GIVEN RECORDS:

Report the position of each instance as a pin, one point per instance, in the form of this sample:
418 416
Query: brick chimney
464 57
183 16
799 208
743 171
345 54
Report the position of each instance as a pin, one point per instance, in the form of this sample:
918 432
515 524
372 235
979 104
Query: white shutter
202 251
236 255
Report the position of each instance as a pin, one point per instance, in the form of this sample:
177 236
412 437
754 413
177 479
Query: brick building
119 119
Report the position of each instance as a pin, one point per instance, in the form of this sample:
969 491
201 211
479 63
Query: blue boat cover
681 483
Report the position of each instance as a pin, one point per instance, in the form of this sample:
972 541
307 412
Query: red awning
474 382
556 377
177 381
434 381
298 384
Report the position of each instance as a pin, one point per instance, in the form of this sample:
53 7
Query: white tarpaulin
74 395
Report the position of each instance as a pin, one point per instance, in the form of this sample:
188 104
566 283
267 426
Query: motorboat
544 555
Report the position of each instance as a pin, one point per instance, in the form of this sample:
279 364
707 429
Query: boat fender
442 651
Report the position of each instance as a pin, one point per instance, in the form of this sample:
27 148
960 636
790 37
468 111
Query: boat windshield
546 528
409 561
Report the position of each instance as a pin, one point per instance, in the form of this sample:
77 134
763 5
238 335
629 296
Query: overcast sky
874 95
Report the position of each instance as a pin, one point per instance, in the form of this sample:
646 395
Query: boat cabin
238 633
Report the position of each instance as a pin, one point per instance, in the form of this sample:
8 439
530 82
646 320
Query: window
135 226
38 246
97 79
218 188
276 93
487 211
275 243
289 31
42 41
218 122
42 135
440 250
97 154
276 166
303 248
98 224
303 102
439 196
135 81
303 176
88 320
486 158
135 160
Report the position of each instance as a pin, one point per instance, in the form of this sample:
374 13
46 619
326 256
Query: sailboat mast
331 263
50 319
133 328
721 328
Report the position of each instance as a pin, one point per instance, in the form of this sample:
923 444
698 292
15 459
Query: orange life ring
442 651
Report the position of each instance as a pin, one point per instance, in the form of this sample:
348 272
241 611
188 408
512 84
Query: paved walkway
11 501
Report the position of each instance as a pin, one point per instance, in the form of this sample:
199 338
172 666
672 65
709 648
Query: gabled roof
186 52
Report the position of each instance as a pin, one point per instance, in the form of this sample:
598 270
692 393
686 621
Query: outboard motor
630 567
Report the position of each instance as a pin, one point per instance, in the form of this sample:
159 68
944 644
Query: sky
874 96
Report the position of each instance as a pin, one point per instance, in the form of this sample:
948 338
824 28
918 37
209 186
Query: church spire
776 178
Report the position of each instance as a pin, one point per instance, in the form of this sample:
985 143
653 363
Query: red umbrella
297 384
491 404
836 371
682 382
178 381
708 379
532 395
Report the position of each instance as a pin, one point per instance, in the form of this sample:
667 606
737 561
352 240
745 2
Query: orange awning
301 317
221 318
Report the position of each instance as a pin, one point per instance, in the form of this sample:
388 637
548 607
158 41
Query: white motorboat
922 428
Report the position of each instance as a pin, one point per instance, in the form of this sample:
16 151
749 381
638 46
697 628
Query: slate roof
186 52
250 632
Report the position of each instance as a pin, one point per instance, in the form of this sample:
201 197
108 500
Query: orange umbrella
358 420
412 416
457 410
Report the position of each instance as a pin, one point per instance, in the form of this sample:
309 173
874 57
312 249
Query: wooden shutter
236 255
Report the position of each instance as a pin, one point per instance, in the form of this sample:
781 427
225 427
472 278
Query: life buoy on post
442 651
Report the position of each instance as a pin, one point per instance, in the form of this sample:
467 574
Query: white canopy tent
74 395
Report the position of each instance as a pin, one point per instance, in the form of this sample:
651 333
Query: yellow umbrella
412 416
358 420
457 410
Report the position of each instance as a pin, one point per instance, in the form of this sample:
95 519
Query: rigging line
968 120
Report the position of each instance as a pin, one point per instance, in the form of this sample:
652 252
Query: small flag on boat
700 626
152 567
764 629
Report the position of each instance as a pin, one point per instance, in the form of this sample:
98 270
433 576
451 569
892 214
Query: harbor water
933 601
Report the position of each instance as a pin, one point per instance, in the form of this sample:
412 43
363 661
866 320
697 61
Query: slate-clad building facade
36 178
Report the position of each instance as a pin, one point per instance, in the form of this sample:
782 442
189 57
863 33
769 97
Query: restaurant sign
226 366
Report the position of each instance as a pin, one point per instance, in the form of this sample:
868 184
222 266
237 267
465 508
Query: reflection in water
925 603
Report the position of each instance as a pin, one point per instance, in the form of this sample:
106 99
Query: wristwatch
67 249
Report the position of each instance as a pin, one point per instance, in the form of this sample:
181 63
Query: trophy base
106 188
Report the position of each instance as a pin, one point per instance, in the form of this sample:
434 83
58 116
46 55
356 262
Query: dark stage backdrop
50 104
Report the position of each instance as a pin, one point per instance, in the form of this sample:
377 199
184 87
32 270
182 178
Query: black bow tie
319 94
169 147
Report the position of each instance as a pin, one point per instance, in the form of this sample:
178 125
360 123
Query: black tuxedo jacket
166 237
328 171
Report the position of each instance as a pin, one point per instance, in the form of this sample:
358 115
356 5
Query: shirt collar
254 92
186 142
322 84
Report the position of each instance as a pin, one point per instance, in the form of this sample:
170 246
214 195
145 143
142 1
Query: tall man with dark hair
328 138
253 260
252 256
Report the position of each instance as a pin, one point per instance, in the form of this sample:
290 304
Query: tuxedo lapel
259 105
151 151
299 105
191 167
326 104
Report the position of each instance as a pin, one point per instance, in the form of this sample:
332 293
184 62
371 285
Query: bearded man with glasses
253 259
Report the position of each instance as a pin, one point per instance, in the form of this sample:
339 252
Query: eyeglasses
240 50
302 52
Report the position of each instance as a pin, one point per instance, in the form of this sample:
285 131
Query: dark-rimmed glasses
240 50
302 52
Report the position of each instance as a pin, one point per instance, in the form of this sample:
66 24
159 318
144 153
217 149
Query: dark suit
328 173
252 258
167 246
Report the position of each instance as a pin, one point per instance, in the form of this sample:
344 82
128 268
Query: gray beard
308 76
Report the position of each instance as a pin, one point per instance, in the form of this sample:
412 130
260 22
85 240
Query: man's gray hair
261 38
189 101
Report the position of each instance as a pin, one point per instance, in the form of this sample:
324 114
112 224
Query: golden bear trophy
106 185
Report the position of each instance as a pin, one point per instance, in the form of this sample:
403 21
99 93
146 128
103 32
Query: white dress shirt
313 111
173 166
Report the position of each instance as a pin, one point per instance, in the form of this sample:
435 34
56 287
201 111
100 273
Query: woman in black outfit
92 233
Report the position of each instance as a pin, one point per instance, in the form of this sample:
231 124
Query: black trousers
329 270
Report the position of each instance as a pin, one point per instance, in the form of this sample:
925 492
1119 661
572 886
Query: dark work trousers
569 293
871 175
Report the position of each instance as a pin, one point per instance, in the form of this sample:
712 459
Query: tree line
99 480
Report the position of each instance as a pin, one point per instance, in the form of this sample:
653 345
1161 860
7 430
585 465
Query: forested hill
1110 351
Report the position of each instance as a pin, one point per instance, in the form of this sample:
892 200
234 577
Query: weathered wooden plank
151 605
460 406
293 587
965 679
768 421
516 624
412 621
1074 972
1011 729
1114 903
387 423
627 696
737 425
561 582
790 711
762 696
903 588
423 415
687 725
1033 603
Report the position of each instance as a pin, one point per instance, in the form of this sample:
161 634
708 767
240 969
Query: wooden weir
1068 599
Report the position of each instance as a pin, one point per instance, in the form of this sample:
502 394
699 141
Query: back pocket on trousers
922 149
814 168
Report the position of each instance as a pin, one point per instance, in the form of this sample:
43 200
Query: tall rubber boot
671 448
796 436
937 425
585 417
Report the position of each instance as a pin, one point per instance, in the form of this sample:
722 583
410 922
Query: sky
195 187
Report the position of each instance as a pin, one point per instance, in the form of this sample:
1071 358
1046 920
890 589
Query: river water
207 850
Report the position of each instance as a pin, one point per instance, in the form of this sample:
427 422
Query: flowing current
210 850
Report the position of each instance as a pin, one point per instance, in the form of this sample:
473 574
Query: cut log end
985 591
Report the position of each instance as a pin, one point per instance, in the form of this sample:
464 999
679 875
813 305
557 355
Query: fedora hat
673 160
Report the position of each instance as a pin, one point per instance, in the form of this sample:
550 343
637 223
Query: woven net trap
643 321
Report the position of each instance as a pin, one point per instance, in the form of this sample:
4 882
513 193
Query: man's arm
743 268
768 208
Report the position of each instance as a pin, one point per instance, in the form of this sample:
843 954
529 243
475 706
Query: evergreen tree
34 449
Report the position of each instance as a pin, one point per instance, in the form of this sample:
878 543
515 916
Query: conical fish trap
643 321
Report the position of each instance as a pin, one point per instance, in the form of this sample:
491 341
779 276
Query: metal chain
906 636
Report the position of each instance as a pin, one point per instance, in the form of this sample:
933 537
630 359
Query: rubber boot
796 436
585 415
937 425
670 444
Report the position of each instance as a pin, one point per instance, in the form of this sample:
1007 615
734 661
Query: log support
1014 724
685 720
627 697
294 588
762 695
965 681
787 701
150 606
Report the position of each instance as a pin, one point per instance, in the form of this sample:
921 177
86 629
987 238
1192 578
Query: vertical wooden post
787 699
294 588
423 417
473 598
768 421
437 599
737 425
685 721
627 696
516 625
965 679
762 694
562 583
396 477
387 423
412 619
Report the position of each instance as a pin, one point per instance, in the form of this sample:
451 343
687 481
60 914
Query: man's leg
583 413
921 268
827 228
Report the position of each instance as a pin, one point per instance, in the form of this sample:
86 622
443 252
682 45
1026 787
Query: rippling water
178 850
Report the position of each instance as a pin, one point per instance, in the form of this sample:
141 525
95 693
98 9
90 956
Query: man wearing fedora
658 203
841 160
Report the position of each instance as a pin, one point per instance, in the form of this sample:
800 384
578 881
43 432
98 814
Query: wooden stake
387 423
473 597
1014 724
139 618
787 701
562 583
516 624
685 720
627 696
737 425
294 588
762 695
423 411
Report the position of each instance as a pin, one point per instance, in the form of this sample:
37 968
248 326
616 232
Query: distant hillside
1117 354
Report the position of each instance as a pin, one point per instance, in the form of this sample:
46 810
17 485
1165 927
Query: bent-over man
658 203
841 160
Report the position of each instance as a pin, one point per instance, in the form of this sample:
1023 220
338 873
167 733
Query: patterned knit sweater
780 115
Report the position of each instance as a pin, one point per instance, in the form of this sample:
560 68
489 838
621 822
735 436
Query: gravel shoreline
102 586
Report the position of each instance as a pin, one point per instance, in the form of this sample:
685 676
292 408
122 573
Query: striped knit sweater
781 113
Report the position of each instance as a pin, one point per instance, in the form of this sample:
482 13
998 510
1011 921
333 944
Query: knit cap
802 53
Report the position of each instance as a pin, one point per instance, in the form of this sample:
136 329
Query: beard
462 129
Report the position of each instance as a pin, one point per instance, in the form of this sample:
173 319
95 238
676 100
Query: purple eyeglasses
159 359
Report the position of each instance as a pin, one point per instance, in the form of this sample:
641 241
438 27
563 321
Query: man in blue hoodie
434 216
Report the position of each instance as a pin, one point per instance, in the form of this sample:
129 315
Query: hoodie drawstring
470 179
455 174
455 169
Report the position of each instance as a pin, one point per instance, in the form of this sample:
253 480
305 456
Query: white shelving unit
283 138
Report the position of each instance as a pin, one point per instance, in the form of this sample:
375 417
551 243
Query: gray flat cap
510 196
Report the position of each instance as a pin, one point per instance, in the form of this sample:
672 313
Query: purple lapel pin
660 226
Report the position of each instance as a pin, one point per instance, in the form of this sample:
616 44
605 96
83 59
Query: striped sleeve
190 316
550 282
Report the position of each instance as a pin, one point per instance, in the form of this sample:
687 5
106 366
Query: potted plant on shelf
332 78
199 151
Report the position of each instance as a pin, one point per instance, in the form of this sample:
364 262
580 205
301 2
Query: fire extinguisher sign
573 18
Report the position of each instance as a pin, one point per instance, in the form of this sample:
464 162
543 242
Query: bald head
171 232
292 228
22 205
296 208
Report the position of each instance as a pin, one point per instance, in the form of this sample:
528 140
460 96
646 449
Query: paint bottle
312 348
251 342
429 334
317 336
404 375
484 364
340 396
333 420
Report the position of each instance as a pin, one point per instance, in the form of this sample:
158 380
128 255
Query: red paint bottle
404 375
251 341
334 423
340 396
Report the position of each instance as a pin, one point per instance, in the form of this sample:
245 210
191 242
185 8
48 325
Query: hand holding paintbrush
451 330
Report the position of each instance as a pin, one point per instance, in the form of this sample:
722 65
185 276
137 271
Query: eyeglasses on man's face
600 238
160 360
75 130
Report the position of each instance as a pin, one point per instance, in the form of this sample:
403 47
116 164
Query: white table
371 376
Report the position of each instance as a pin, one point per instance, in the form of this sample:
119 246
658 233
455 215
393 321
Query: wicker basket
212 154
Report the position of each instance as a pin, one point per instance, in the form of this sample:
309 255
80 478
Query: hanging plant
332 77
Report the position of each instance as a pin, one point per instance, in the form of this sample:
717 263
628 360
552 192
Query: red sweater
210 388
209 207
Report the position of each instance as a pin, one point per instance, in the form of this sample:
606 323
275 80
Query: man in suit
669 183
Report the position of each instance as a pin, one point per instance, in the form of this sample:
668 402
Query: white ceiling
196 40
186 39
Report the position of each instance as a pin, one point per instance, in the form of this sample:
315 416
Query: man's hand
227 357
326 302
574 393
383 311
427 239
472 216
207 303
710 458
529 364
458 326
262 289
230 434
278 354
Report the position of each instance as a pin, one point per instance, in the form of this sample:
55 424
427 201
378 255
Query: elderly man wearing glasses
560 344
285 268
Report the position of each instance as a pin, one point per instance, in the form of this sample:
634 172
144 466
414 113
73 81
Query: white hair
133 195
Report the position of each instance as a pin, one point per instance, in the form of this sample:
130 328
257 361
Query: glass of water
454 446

TASK INSTRUCTIONS:
Pick out each line of the data above that contains the string "dark", treating uppercase and lowercase letters as different.

COMPLETE RESPONSE:
Query: dark stage backdrop
Query: tall man with dark hair
Query: dark-rimmed glasses
Query: dark suit
Query: dark work trousers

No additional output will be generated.